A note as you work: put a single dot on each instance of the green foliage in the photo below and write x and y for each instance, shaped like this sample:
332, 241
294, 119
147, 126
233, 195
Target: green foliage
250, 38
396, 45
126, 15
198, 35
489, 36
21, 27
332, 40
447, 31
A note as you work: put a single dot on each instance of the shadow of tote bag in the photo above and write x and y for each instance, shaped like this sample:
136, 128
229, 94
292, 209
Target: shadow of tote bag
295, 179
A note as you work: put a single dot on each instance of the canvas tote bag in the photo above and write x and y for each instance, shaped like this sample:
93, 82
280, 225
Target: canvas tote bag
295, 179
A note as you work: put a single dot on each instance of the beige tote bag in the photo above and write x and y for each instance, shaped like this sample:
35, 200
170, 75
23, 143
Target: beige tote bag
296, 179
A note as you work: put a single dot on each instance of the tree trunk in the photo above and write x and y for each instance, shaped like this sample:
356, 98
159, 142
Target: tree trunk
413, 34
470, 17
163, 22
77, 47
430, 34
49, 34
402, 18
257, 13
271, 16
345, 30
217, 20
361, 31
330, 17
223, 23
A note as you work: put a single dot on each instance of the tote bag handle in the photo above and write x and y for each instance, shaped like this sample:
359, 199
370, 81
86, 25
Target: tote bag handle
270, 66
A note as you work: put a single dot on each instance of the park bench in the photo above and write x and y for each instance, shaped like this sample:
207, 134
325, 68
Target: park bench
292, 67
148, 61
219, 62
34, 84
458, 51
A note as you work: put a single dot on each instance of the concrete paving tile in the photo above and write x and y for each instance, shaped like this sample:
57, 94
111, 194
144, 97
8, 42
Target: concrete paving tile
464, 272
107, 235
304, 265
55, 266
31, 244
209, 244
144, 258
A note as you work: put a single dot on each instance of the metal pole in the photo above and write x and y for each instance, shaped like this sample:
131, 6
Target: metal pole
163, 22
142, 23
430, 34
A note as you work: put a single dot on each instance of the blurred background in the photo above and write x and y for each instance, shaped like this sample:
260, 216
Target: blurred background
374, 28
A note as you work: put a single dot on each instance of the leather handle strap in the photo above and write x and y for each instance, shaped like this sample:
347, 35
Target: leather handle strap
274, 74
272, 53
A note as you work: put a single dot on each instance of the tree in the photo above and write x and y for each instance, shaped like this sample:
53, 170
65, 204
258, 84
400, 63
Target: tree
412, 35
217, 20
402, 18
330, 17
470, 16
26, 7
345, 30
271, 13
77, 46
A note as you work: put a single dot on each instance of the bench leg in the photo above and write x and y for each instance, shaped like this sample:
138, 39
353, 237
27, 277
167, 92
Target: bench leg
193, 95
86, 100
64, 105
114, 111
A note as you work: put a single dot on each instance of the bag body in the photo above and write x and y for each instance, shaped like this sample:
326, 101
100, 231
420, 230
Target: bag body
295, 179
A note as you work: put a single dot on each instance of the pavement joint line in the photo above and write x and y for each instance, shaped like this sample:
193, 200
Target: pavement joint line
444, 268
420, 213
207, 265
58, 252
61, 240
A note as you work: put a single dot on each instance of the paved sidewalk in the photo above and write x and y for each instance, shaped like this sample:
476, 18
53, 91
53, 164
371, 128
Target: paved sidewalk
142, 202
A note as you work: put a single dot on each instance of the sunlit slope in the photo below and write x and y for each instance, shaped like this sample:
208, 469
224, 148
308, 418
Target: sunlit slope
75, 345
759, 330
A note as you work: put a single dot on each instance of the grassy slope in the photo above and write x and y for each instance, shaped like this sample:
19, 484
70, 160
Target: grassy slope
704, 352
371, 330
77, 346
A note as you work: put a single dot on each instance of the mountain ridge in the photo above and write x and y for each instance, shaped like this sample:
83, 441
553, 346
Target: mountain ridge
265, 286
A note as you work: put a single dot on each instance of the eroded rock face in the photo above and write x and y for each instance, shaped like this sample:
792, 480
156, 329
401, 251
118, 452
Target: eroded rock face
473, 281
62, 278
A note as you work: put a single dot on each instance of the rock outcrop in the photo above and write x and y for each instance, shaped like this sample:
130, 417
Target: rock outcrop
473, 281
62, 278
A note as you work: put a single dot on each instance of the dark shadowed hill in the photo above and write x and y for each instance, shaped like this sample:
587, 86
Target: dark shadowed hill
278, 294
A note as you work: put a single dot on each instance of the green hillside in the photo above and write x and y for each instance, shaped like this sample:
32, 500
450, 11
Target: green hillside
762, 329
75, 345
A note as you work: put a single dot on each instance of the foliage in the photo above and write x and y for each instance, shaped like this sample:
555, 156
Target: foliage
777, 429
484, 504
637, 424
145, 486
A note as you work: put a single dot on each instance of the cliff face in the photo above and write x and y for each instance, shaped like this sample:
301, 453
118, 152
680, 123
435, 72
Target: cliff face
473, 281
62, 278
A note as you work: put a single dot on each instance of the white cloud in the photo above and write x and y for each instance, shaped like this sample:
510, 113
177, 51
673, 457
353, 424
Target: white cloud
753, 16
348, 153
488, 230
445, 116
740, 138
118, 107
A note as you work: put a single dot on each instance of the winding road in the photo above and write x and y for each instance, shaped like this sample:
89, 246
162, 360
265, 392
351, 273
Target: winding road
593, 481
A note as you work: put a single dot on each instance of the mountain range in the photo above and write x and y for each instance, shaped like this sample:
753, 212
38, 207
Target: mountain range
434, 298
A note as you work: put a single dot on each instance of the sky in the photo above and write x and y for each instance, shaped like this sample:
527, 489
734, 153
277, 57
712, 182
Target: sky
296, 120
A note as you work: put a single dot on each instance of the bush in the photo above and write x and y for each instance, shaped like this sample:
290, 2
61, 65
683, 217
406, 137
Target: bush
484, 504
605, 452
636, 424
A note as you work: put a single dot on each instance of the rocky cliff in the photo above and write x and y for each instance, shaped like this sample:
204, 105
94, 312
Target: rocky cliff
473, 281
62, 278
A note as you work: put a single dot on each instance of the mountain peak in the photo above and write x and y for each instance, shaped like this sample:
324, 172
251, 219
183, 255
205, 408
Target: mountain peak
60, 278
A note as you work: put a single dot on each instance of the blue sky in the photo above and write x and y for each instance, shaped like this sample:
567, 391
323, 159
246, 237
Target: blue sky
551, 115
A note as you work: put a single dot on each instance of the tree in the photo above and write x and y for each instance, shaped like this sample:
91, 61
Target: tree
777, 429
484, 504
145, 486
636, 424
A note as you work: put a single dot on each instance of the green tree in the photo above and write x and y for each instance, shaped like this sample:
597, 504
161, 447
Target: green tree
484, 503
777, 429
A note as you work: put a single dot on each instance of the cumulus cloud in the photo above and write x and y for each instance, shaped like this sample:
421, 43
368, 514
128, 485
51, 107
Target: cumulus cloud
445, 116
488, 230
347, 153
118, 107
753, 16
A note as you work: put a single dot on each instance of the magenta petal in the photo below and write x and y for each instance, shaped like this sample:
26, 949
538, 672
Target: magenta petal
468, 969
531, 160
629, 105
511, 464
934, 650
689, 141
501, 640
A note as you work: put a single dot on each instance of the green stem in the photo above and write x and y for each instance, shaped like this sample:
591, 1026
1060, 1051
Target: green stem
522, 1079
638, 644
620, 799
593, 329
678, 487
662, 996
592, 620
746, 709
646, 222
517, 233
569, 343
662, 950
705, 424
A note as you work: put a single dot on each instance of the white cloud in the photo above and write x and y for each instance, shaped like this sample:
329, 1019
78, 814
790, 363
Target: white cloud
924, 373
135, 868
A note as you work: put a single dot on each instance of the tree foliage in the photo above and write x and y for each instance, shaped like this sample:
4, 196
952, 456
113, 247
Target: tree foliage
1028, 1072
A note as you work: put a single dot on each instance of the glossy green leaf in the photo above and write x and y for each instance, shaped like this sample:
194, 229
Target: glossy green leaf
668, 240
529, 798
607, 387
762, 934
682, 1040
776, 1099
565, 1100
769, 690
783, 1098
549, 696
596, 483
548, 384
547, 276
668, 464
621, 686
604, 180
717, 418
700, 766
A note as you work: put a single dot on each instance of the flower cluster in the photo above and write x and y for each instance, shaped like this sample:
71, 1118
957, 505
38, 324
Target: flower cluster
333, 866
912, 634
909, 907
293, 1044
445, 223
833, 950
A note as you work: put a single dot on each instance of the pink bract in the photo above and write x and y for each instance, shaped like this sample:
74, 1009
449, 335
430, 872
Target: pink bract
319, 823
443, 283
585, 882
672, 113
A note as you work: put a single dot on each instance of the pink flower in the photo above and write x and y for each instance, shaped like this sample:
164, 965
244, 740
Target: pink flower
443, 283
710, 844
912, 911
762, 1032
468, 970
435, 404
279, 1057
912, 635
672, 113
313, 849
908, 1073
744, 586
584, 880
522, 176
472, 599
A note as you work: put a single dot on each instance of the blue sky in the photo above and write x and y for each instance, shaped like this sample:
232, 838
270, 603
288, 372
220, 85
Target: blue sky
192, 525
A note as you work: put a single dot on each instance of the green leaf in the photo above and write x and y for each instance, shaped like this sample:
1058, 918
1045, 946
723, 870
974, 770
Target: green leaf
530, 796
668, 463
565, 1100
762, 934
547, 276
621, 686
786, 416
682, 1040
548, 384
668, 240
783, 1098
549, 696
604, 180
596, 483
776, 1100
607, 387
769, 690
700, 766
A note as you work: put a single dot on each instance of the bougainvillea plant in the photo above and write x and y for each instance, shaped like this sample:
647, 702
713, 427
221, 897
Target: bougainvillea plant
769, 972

+ + + + +

◆ **What to produce**:
Reproduce each line of the entries in which the word "below" is found.

◆ **Written reply**:
A note as you work: put a single dot on each instance of the green foliage in the photo below and write x and y for each instance, shaped like this sample:
A note as you work: put a single dot on each instance of the sunlit slope in the photo below and write x and y for each instance, shaped like this sample:
A note as you work: put a single dot on each instance of the magenta petal in the photo below and write x and y for each instance, shaped like this sample:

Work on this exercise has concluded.